• TASK GOAL: The data follows this line. Copy verbatim the line with "the truck windshield" and each line after it to the end.

• SOURCE DATA:

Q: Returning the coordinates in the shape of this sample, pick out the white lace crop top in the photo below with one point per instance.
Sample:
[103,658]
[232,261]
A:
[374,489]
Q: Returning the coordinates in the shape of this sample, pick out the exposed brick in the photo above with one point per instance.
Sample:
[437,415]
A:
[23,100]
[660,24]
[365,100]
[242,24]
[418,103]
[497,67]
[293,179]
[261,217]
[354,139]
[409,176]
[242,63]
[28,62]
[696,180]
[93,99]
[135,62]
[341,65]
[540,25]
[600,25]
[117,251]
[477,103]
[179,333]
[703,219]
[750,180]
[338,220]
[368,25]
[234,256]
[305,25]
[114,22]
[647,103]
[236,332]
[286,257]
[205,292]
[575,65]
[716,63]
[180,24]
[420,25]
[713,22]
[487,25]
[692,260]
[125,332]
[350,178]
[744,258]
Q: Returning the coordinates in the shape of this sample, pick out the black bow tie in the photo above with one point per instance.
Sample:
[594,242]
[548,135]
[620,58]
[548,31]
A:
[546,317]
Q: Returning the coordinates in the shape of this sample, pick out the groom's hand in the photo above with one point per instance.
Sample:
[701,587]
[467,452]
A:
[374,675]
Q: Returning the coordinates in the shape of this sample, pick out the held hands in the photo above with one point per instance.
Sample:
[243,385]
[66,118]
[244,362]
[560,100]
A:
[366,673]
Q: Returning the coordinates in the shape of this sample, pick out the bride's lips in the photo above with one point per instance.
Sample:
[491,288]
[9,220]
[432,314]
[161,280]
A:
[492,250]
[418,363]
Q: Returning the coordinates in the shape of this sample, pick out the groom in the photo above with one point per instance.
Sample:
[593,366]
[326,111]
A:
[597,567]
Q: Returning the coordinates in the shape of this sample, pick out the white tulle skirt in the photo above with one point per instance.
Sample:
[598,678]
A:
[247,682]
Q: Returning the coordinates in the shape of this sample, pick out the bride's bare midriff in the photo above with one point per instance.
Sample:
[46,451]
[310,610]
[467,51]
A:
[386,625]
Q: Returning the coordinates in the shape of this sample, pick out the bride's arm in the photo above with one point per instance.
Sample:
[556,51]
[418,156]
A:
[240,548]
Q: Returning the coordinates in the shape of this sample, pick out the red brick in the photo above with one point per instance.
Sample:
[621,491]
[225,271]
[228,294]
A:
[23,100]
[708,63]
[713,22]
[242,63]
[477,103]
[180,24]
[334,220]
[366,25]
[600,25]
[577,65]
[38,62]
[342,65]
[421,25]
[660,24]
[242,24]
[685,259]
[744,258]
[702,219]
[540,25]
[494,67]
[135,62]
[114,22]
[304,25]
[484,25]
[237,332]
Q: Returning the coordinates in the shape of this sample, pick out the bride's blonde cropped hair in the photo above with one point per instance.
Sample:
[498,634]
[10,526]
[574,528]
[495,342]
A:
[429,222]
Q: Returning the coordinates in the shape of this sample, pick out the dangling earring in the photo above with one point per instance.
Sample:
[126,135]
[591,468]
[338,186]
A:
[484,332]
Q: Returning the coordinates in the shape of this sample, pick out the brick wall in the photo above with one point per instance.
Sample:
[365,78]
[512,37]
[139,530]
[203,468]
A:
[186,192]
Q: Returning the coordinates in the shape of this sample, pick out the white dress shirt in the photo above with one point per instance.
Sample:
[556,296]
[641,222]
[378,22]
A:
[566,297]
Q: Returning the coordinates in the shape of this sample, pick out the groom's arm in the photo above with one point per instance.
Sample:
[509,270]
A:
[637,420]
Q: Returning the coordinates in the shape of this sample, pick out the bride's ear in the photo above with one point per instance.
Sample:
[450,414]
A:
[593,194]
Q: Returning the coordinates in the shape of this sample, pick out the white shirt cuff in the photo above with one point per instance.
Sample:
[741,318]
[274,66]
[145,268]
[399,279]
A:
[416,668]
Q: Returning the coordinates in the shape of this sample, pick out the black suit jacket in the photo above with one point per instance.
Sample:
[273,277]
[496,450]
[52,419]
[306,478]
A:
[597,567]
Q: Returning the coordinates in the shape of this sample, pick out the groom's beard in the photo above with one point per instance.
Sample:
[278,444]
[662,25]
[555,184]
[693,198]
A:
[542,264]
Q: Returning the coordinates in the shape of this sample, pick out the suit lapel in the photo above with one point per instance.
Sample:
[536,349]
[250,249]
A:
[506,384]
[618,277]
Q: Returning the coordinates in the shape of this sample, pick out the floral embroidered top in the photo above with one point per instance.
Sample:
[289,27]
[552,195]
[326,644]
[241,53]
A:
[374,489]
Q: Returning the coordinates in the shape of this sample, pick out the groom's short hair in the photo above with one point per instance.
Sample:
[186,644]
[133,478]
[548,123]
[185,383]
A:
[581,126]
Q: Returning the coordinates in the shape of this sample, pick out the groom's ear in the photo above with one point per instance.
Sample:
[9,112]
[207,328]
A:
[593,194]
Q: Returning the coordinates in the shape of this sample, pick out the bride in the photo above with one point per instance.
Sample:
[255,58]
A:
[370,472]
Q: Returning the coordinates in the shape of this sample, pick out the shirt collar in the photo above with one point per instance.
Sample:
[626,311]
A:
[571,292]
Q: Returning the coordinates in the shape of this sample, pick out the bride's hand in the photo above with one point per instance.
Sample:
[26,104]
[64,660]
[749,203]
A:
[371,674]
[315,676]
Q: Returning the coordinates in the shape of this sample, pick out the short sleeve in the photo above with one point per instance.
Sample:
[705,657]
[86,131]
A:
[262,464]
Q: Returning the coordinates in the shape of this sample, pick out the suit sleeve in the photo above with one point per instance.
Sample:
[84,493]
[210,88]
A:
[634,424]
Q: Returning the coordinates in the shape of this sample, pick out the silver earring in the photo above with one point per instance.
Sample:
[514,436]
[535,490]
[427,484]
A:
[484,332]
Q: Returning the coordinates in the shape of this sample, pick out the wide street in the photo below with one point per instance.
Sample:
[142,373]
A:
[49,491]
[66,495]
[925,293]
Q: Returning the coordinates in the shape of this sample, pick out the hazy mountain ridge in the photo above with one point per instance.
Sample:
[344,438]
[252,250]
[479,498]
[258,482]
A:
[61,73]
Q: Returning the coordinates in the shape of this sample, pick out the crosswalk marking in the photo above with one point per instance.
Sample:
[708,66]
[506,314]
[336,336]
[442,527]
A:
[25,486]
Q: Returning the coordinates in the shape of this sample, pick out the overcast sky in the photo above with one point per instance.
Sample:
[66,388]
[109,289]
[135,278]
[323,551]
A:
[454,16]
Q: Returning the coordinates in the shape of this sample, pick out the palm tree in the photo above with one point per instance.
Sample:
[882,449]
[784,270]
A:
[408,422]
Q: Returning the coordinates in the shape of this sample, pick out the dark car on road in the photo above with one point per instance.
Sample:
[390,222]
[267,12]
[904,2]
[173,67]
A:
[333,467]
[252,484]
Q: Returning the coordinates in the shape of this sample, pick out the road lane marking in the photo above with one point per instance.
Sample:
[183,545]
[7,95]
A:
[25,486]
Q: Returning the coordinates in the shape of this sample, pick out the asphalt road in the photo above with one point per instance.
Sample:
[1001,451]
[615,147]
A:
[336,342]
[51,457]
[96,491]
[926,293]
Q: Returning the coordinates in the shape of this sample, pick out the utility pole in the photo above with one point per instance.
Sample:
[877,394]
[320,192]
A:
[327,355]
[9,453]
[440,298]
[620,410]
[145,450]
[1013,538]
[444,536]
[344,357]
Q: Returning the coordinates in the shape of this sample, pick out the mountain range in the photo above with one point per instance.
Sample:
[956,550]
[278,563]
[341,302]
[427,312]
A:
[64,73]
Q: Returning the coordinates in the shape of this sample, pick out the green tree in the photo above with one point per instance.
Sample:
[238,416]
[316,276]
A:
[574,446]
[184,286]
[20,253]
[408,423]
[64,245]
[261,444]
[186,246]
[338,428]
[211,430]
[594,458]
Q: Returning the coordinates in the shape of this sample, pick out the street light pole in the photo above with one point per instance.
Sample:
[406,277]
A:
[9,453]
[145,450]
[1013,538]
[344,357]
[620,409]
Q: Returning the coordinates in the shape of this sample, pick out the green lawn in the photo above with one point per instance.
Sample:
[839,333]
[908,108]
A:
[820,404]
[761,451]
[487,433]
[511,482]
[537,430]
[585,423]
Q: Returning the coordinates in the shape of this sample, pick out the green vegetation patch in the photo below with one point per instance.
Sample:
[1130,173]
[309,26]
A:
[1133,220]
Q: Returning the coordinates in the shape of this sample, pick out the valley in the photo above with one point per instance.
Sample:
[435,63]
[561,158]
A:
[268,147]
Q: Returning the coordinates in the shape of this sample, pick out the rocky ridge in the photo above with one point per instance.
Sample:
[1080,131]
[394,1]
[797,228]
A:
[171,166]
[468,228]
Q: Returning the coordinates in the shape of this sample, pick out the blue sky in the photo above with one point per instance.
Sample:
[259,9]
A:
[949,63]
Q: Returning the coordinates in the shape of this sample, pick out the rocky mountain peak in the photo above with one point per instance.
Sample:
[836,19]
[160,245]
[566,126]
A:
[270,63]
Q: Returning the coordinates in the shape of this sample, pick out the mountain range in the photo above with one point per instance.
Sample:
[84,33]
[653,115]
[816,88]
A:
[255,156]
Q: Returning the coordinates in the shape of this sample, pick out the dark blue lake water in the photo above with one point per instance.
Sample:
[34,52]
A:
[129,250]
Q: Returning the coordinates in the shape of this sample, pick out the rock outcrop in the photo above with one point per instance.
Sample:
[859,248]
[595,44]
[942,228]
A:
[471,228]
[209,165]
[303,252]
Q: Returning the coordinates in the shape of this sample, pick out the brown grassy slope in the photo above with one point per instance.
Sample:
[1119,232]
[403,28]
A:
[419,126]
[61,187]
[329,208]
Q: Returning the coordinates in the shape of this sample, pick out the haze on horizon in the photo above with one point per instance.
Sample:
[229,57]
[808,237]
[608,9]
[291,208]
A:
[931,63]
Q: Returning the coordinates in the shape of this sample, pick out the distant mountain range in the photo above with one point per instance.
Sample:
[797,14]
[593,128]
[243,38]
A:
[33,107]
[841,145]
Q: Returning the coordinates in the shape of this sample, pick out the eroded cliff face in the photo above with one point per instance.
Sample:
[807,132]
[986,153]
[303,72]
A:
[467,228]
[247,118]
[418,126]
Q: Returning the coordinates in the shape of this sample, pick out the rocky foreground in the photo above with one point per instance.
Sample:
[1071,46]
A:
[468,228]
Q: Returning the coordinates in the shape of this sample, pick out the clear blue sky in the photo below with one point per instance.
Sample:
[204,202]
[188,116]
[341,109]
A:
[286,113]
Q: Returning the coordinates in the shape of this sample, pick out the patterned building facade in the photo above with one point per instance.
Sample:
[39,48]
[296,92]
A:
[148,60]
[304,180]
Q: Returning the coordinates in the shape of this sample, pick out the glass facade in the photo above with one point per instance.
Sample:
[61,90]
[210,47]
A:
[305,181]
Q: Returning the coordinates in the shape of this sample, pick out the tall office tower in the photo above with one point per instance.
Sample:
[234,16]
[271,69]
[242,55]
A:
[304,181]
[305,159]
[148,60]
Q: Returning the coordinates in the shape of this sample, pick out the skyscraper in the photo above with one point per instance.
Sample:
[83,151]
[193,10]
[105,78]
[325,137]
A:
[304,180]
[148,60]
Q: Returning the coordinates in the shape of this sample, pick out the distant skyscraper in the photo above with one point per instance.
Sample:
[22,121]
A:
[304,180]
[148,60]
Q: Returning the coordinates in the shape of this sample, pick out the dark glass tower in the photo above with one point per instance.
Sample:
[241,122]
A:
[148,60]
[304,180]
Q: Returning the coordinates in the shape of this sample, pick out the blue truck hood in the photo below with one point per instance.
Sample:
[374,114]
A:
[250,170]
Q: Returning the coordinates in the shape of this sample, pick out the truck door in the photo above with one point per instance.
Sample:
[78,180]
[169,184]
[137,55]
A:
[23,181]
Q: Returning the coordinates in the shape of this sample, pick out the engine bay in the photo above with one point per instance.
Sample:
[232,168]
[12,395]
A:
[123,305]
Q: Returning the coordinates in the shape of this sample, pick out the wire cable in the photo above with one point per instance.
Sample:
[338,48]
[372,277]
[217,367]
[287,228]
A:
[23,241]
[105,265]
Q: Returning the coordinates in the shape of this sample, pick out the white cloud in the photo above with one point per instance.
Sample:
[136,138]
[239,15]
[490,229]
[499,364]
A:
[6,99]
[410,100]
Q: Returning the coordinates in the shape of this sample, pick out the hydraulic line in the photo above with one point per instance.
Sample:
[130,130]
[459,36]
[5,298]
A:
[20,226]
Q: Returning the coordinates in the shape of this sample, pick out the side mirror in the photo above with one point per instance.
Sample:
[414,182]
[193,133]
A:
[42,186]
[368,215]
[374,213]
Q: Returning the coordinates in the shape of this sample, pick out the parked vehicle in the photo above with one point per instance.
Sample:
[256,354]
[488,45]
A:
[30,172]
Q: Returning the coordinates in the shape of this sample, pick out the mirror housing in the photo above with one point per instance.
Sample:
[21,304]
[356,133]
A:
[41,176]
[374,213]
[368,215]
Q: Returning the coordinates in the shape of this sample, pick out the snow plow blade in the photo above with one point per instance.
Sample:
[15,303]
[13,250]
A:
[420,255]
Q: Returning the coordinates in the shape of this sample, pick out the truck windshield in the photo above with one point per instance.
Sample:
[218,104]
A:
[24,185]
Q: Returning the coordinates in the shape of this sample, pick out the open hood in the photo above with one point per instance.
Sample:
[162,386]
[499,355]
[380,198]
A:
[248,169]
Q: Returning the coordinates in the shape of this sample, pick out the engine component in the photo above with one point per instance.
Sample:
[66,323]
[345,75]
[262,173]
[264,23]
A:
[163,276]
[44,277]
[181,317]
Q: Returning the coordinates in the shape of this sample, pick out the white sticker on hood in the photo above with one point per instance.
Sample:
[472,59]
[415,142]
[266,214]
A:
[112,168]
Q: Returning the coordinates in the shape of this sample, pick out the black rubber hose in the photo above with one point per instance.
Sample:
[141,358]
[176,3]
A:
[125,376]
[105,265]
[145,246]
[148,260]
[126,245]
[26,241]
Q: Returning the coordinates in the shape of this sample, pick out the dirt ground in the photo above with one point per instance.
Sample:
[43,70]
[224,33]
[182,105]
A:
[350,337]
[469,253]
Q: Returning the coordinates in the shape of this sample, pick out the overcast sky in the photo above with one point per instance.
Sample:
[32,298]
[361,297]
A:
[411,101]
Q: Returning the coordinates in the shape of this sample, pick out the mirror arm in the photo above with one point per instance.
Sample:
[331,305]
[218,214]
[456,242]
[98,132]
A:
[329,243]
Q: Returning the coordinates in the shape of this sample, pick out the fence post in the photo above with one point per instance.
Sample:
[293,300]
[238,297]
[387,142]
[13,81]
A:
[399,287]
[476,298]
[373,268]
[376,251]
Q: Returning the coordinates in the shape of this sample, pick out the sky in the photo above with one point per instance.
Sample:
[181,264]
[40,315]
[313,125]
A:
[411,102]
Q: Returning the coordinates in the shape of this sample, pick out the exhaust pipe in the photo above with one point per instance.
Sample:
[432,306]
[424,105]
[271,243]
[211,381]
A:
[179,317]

• EXERCISE OUTPUT:
Q: Returning the coordinates in the shape of this sample, pick out the truck windshield in the photo above with one point per instance.
Sample:
[218,104]
A:
[24,185]
Q: Returning the coordinates in the shape of this sample, pick out the open hood in the photo above with one point per instance.
Sample:
[162,386]
[499,355]
[380,198]
A:
[248,169]
Q: Returning the coordinates in the shape of this sample, pick out the engine component in the photo above with one point per instance.
Sample:
[66,323]
[345,75]
[262,173]
[264,23]
A:
[163,276]
[44,277]
[181,317]
Q: Returning the coordinates in the shape of this sample, pick out the white sticker on hood in the photo above with one point per instance.
Sample:
[472,59]
[415,142]
[266,214]
A:
[112,168]
Q: Returning the coordinates in the shape of this sample, pick out the black rubber hose in the photo above with one point per instance.
Sample:
[141,358]
[176,3]
A:
[125,376]
[105,265]
[145,246]
[148,260]
[126,245]
[26,241]
Q: Returning the coordinates in the shape of this sample, pick out the dirt ground in the photo above with one point per instance.
Sample:
[43,70]
[224,33]
[182,105]
A:
[350,337]
[469,253]
Q: Returning the coordinates in the shape of this sample, pick out the overcast sky in the photo above with one point per instance.
Sample:
[32,298]
[361,297]
A:
[411,101]
Q: Returning the coordinates in the shape of this sample, pick out the mirror arm in the photo above with one point per instance.
Sample:
[331,305]
[218,214]
[456,242]
[98,132]
A:
[329,243]
Q: Returning the coordinates in the shape of this sample, pick out the fence post in the photo above with one point per instance.
Sample:
[293,300]
[238,297]
[387,142]
[13,81]
A:
[399,287]
[476,298]
[373,268]
[376,251]
Q: Returning the coordinates in the shape of this sample, pick out the sky in the photo above with one point per instance.
Sample:
[181,264]
[40,315]
[313,125]
A:
[411,102]
Q: Returning the coordinates in the shape of this sample, pick out the exhaust pipe in the photo above with one point per instance.
Sample:
[432,306]
[424,105]
[271,243]
[211,381]
A:
[179,317]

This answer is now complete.